### 課題 A
エンフェーズの株価に関する本文抜粋によると、同社株は2022年に1株いくら以上で取引されていましたか。
### 課題 B
エンフェーズの株価に関する本文抜粋を「4. 魅力的なバリュエーション(株価評価)」を含む語句から書き出し、「値ハンターは注目すべきです。」の直後で止めて示してください。その際、「底値ハンター」を「バリュー投資家」に書き換えてください。
### 課題 C
エンフェーズの株価に関する本文抜粋を、最後の文の後から書き進めてください。

4. 魅力的なバリュエーション(株価評価)
エンフェーズは2022年に1株300ドル以上で取引されていました。今日、その株価は約35ドルで、約90%の下落です。しかし、それでもなお、この会社は黒字であり、フリーキャッシュフローを生み出し、市場をリードする製品を持っています。

もし市場がブームの時に行き過ぎた高値を付けたのであれば、今はその逆に、行き過ぎた安値を付けていると言えるでしょう。底値ハンターは注目すべきです。


テクニカル分析が示す「底打ちのサイン」

要するに、エンフェーズは、まさに逆張り投資家(※市場の主流とは逆の行動をとる投資家)が夢見る条件をすべて兼ね備えた銘柄です。それは以下の要素に集約されます。

  • ① 嫌われたセクターの成長株: 市場から完全に見放された「ソーラーセクター」に属しながらも、本来は高い成長性を持っています。

  • ② 徹底的に売られた株価: 株価は極端に下落しており、割安感があります。

### 抽出データ

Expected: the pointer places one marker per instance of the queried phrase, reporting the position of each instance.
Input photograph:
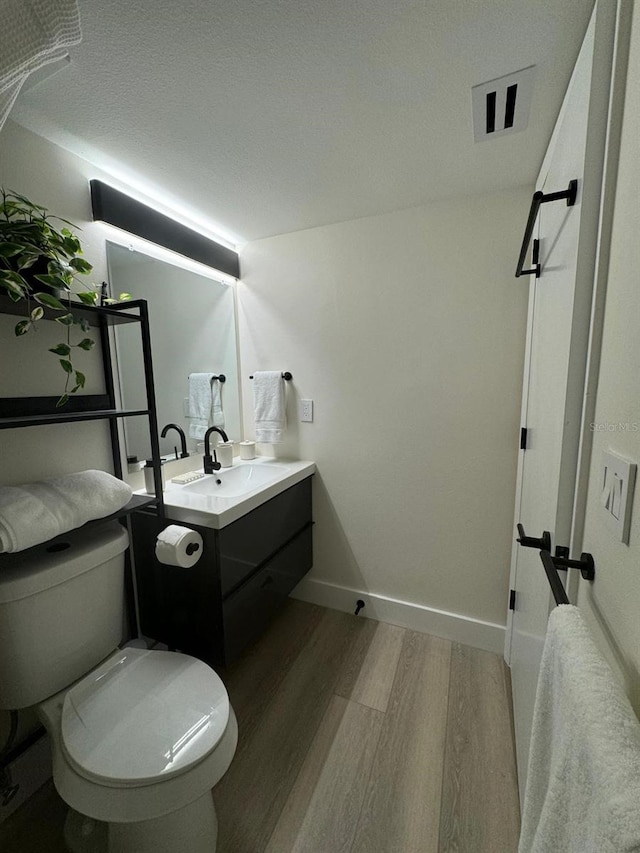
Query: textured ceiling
(269, 116)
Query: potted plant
(40, 258)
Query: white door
(557, 338)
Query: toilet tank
(61, 611)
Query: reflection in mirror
(193, 330)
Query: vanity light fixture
(118, 237)
(115, 208)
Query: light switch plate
(618, 481)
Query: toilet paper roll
(178, 546)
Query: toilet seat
(143, 717)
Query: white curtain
(32, 34)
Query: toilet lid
(142, 717)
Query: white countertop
(211, 510)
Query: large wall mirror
(193, 330)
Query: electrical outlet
(618, 480)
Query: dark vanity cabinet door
(179, 607)
(247, 570)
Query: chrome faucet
(183, 440)
(211, 465)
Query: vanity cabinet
(214, 609)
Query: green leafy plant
(40, 260)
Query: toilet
(139, 737)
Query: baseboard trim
(452, 626)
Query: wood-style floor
(355, 737)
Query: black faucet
(183, 440)
(211, 465)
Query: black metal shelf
(95, 315)
(19, 412)
(20, 421)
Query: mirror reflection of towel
(205, 404)
(269, 401)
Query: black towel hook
(570, 194)
(285, 375)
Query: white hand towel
(269, 403)
(33, 33)
(583, 780)
(217, 415)
(36, 512)
(200, 403)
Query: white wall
(612, 603)
(407, 330)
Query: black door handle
(542, 544)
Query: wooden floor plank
(370, 677)
(255, 678)
(402, 808)
(37, 826)
(441, 778)
(252, 794)
(480, 810)
(323, 808)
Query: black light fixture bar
(539, 198)
(116, 208)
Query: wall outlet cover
(618, 482)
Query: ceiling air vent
(502, 106)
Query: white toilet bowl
(138, 743)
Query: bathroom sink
(218, 499)
(236, 481)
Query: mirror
(193, 330)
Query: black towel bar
(558, 562)
(220, 378)
(286, 376)
(541, 198)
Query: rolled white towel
(269, 401)
(37, 512)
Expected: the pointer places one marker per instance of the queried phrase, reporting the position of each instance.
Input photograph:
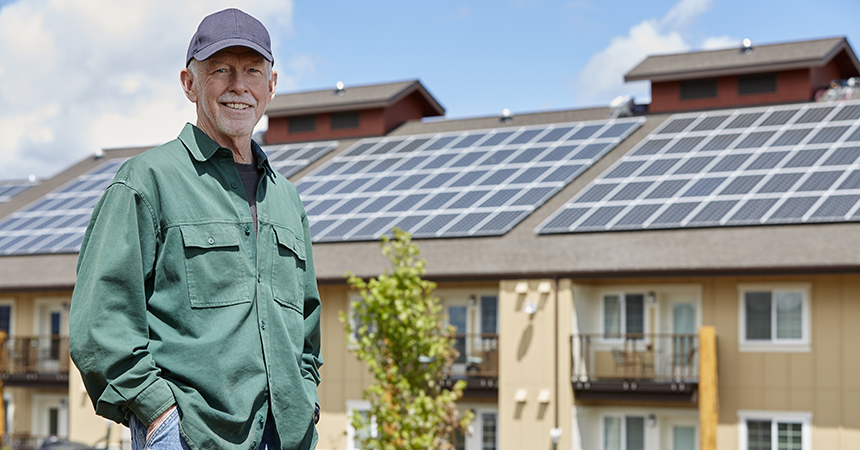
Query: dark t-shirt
(250, 175)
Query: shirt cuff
(153, 401)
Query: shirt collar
(202, 147)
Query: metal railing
(632, 356)
(35, 354)
(22, 441)
(479, 355)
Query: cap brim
(208, 51)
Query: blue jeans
(167, 437)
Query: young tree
(399, 335)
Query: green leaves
(397, 331)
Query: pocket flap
(288, 239)
(209, 235)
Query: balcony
(41, 361)
(477, 364)
(635, 368)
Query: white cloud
(684, 13)
(602, 78)
(720, 42)
(78, 75)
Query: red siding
(822, 76)
(370, 123)
(791, 86)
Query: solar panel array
(56, 223)
(786, 164)
(9, 189)
(291, 158)
(471, 183)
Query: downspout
(555, 433)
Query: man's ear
(186, 77)
(272, 84)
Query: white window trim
(805, 418)
(783, 345)
(356, 405)
(623, 296)
(602, 435)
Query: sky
(77, 76)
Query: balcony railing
(478, 362)
(26, 360)
(22, 441)
(635, 365)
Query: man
(195, 317)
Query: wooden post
(3, 367)
(709, 406)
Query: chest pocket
(214, 266)
(289, 269)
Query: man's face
(231, 89)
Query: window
(301, 124)
(693, 89)
(760, 83)
(355, 438)
(623, 314)
(489, 314)
(766, 430)
(623, 433)
(774, 317)
(488, 431)
(344, 120)
(6, 318)
(684, 437)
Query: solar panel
(291, 158)
(9, 189)
(56, 222)
(781, 164)
(466, 183)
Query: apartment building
(684, 278)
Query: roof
(521, 252)
(735, 61)
(353, 98)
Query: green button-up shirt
(179, 301)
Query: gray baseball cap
(229, 28)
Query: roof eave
(328, 108)
(726, 71)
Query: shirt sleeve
(108, 327)
(311, 357)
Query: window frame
(623, 316)
(351, 407)
(804, 344)
(623, 417)
(775, 417)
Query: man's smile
(237, 105)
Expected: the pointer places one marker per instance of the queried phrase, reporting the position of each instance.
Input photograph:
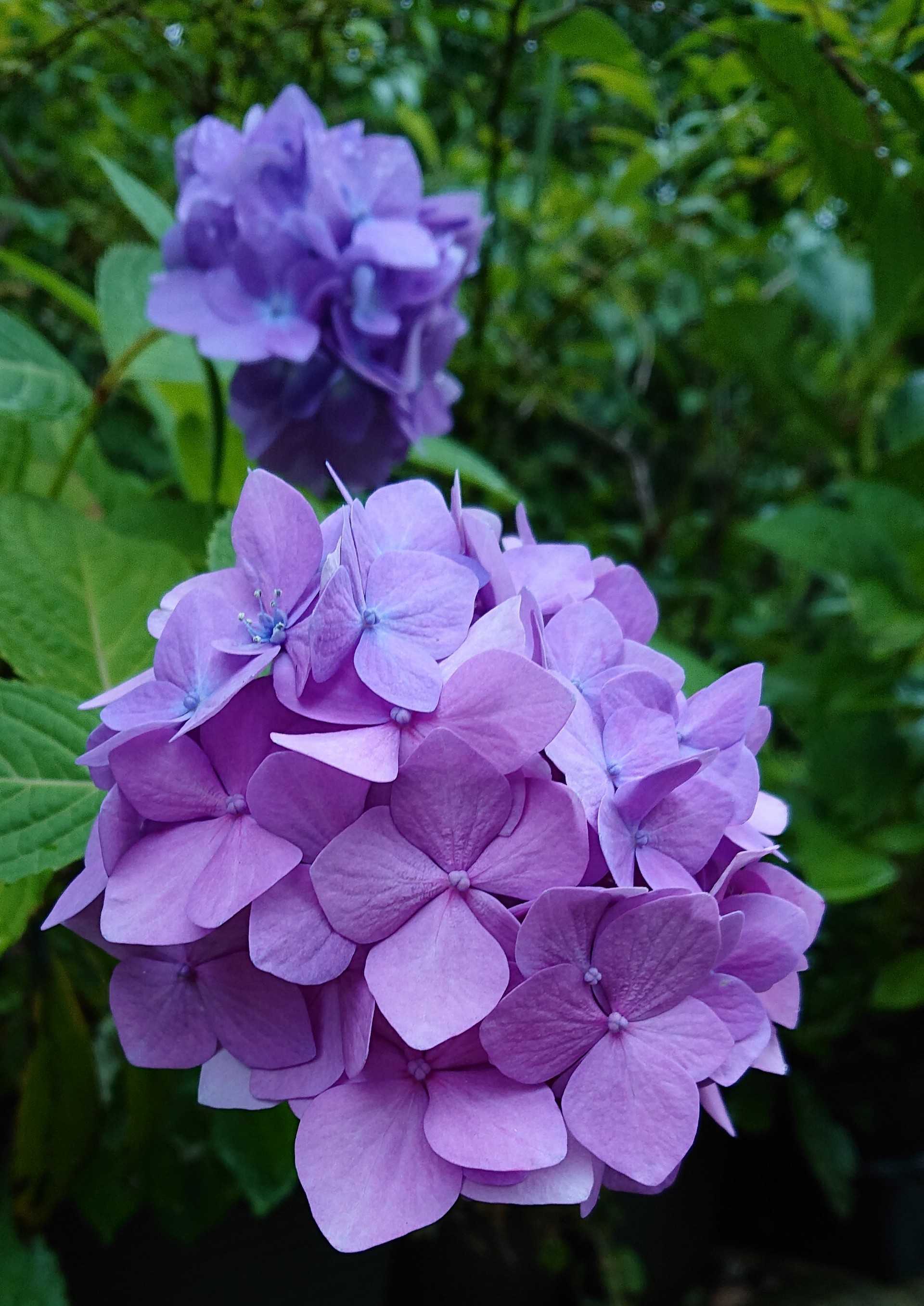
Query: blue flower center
(270, 625)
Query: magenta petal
(543, 1026)
(261, 1021)
(167, 780)
(479, 1120)
(460, 973)
(292, 937)
(633, 1107)
(371, 880)
(658, 953)
(449, 801)
(367, 1169)
(483, 703)
(560, 926)
(148, 891)
(160, 1015)
(247, 862)
(547, 847)
(303, 801)
(690, 1035)
(370, 753)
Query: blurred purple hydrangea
(410, 827)
(311, 257)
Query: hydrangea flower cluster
(410, 827)
(311, 257)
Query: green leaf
(829, 1149)
(47, 803)
(590, 34)
(34, 378)
(72, 297)
(221, 550)
(76, 596)
(123, 277)
(139, 199)
(901, 983)
(631, 87)
(841, 871)
(54, 1129)
(19, 902)
(699, 672)
(29, 1272)
(448, 456)
(257, 1150)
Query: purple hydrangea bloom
(311, 258)
(409, 827)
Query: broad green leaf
(631, 87)
(841, 871)
(829, 1149)
(590, 34)
(72, 297)
(123, 277)
(901, 983)
(29, 1271)
(54, 1127)
(34, 378)
(76, 596)
(19, 902)
(139, 199)
(47, 803)
(257, 1150)
(449, 456)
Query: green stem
(217, 412)
(107, 383)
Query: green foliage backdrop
(697, 344)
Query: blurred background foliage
(697, 344)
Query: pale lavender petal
(367, 1169)
(549, 845)
(545, 1026)
(246, 864)
(397, 669)
(369, 753)
(371, 880)
(449, 801)
(565, 1184)
(292, 937)
(277, 537)
(460, 973)
(225, 1083)
(336, 626)
(424, 597)
(479, 1120)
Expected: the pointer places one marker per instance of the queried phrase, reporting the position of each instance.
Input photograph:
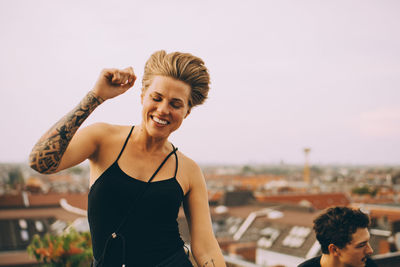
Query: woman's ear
(188, 112)
(334, 250)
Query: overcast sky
(285, 74)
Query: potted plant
(71, 249)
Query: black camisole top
(149, 233)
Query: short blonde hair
(181, 66)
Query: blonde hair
(181, 66)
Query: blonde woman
(138, 179)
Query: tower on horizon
(306, 174)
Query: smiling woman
(138, 178)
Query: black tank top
(150, 233)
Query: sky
(285, 75)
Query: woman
(138, 179)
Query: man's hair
(181, 66)
(337, 225)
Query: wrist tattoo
(209, 263)
(46, 154)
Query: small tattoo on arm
(209, 263)
(48, 151)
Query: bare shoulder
(190, 170)
(107, 138)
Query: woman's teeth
(160, 121)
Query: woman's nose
(162, 107)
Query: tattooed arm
(204, 245)
(53, 151)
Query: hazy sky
(285, 74)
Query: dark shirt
(315, 262)
(151, 232)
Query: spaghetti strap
(126, 141)
(162, 163)
(176, 161)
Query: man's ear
(334, 250)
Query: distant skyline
(285, 74)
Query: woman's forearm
(46, 155)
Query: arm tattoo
(209, 263)
(48, 151)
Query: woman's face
(165, 105)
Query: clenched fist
(114, 82)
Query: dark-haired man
(344, 238)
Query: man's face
(356, 252)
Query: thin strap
(126, 141)
(162, 163)
(176, 161)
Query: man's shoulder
(313, 262)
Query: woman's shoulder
(189, 166)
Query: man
(344, 238)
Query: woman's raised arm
(47, 153)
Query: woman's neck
(147, 143)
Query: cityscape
(262, 215)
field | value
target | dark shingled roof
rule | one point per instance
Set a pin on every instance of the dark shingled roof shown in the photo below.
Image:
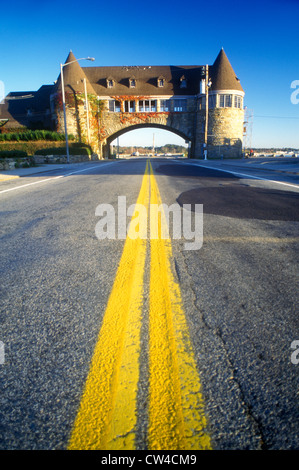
(146, 77)
(222, 74)
(146, 80)
(16, 105)
(73, 76)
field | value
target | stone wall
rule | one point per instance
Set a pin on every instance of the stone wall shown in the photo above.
(225, 126)
(225, 133)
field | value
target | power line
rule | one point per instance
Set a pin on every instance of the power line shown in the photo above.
(278, 117)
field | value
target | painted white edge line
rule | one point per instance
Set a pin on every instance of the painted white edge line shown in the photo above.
(244, 175)
(54, 178)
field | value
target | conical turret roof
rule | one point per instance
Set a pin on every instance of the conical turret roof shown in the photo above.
(73, 76)
(222, 74)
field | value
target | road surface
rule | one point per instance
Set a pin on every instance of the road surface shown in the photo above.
(137, 342)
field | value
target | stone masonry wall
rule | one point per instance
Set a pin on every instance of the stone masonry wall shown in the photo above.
(225, 131)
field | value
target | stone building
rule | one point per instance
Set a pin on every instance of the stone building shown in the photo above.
(104, 102)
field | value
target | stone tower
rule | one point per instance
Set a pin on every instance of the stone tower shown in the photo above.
(225, 112)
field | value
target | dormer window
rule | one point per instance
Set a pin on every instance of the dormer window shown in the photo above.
(132, 82)
(161, 82)
(183, 82)
(110, 82)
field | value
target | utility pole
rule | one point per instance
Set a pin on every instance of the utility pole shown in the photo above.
(87, 112)
(207, 111)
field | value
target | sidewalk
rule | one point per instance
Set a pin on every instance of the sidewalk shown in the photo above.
(285, 165)
(22, 172)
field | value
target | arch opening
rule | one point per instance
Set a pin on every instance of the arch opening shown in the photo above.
(148, 136)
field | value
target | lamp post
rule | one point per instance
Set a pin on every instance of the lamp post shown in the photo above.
(208, 84)
(63, 102)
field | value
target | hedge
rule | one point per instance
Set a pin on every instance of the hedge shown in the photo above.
(28, 135)
(62, 151)
(12, 154)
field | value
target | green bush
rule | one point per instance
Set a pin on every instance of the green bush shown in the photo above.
(62, 151)
(28, 135)
(12, 154)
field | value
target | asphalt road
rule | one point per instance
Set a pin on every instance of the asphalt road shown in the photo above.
(239, 293)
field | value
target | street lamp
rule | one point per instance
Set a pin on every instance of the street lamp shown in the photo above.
(208, 84)
(63, 102)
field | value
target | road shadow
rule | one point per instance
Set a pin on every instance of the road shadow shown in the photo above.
(244, 202)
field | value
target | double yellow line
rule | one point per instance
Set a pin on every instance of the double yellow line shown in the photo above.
(107, 415)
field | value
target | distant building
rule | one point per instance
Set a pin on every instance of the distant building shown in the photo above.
(123, 98)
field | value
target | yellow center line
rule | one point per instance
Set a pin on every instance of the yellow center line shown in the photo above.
(107, 415)
(176, 408)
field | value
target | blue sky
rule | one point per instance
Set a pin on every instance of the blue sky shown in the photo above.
(260, 39)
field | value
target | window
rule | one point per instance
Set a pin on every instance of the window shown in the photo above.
(212, 101)
(164, 105)
(179, 105)
(183, 82)
(238, 101)
(225, 101)
(147, 106)
(129, 106)
(114, 106)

### 解答 A
1株300ドル以上です。

### 解答 B
4. 魅力的なバリュエーション(株価評価)
エンフェーズは2022年に1株300ドル以上で取引されていました。今日、その株価は約35ドルで、約90%の下落です。しかし、それでもなお、この会社は黒字であり、フリーキャッシュフローを生み出し、市場をリードする製品を持っています。

もし市場がブームの時に行き過ぎた高値を付けたのであれば、今はその逆に、行き過ぎた安値を付けていると言えるでしょう。バリュー投資家は注目すべきです。

### 解答 C
  • ③ 強固な財務基盤: 多くの同業他社が経営難に陥る中、健全なバランスシート(貸借対照表)と、会計上の見せかけではない「本物の利益」を上げています。

  • ④ 業界再編の主役となる可能性: 今後、ソーラー業界が淘汰・再編される中で、エンフェーズは弱小企業を吸収・統合する**「集約者(コンソリデーター)」**となり、業界の勝者となるポテンシャルを秘めています。

テクニカルな観点からも、価格とRSIの間にダイバージェンス(価格は下落しているがRSIは上昇に転じている)の兆候がすでに見られ始めています。

※強気のダイバージェンスとは?
株価は安値を更新して下落しているにもかかわらず、相場の勢いを示すRSIは逆に底を切り上げている状態のこと。これは下落の勢いが弱まっていることを示唆し、トレンド転換や株価の底打ちが近いことを示すサインとして知られています。

ここから以前のもみ合いの領域に少し回復するだけで、200%のリターンになる可能性があります。


リスク

もちろん、エンフェーズにリスクがないわけではありません。

  • 規制の逆風や税額控除の削減が利益を圧迫する可能性があります。

  • 関税や国際競争の激化も懸念材料です。

  • 金利の影響で、住宅リフォーム需要は依然として低迷しています。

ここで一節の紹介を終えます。